Your instructions: Pick out every line in the entries below that contains the word "cyclist", and copy each one.

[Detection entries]
##############################
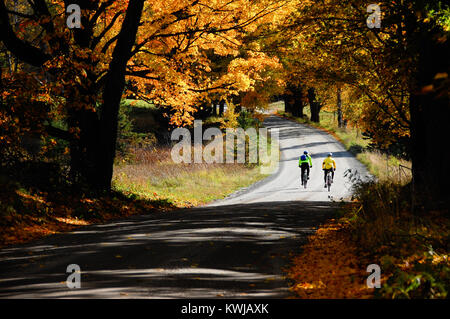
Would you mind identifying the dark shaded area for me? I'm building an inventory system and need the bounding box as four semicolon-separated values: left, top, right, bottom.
0;202;335;298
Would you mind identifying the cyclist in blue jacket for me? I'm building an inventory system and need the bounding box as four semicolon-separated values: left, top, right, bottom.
298;151;312;184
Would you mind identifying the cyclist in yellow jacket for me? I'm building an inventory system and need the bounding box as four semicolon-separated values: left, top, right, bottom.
322;153;336;188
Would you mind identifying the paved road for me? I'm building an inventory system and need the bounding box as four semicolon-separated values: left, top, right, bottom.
0;117;365;298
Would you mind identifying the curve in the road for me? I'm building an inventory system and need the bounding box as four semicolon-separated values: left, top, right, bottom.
0;116;365;298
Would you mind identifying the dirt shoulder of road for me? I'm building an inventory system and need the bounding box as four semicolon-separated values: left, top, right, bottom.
287;219;374;299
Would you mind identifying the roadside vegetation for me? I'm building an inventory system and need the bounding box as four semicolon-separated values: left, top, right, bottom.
276;107;450;298
0;100;267;247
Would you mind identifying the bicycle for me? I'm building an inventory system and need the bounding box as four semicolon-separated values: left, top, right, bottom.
302;170;308;188
326;170;333;191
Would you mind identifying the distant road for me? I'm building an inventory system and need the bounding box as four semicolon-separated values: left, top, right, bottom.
0;116;367;298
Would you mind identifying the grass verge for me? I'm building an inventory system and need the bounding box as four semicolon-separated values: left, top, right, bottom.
278;111;444;299
114;149;267;207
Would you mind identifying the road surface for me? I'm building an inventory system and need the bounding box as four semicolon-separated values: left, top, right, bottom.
0;116;367;298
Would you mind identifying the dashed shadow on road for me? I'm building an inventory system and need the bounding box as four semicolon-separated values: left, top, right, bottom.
0;202;336;298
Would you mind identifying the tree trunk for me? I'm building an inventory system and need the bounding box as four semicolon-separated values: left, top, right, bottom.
308;88;322;123
337;87;344;127
96;0;144;190
219;100;225;116
284;83;304;117
410;26;450;209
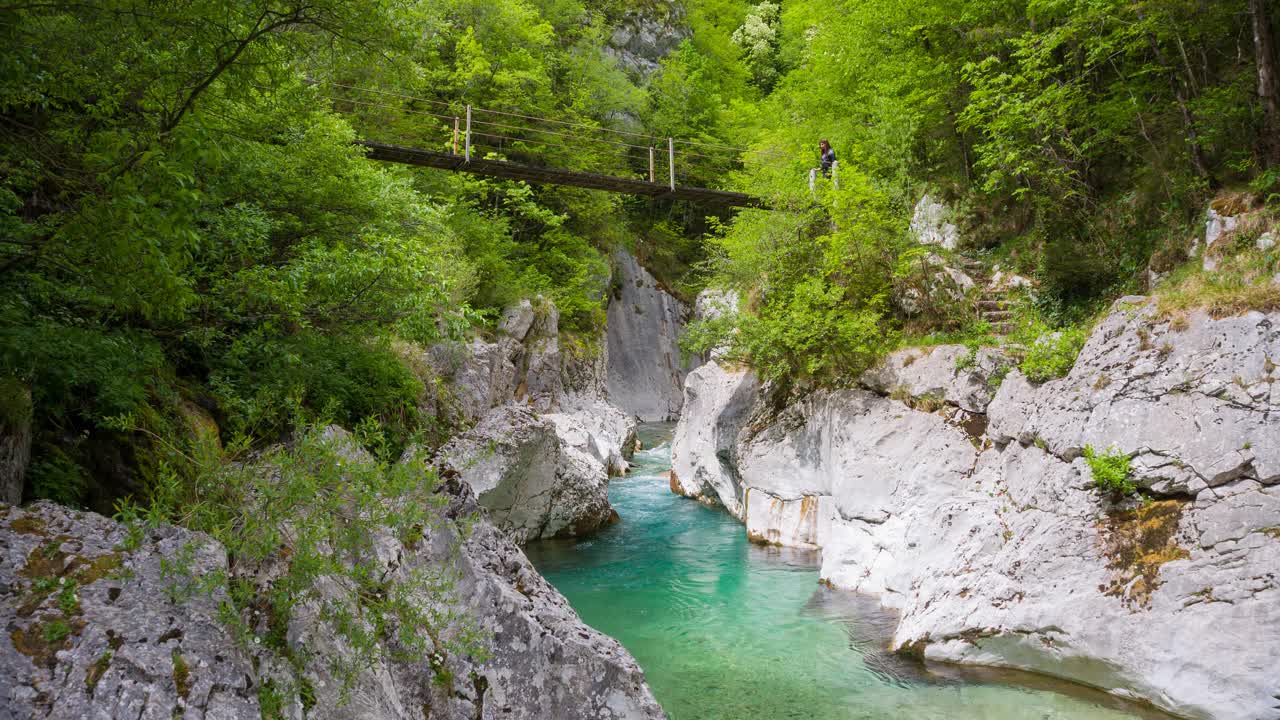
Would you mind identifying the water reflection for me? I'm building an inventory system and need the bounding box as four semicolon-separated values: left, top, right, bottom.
527;425;1172;720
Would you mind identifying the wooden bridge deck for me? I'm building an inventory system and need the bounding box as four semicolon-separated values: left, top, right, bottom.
357;140;763;208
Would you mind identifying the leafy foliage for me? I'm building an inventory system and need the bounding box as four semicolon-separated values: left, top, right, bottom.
1018;328;1088;383
118;424;488;698
1084;445;1138;497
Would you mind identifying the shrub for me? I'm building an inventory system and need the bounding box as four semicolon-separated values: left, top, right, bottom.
1019;328;1088;383
1084;445;1138;497
116;423;488;697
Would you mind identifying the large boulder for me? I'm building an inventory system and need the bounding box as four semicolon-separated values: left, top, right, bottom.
988;297;1280;495
0;502;262;720
543;402;636;478
911;195;960;250
680;299;1280;720
0;479;664;720
859;345;1010;413
671;361;756;519
607;252;689;421
604;0;691;79
438;405;613;543
424;337;524;427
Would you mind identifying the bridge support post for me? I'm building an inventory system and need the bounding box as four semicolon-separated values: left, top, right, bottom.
667;137;676;192
466;105;471;163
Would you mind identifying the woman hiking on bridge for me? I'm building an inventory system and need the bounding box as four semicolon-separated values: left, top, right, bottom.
809;140;838;192
818;140;836;178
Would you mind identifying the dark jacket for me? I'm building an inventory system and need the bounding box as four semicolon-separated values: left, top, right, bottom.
822;147;836;177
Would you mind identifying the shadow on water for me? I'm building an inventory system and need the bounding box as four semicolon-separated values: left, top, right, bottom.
805;585;1172;720
526;425;1166;720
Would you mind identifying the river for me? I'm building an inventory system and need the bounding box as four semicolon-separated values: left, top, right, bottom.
526;424;1160;720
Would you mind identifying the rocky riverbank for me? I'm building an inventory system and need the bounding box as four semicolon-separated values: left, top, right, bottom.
672;293;1280;720
0;254;680;720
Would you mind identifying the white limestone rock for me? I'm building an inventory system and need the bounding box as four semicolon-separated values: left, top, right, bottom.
543;402;636;477
607;252;690;421
671;361;756;519
436;405;613;543
498;297;534;342
680;297;1280;720
425;337;524;425
859;345;1011;413
604;0;691;81
988;299;1280;486
1253;231;1276;252
0;474;664;720
911;195;960;250
1201;208;1240;270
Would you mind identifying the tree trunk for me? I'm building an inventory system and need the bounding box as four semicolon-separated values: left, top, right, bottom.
1249;0;1280;167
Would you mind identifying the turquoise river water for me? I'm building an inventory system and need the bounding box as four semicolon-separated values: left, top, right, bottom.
526;425;1172;720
##############################
Solution:
Would you mind identifying the cyclist in blue jacket for me? I'm building an inventory system and need the bounding box as four semicolon-separated values: left, top, right, bottom.
Would you mind identifying the cyclist in yellow jacket for me? I'm building an inventory system and need the bounding box as four semicolon-separated values: left, top, right, bottom.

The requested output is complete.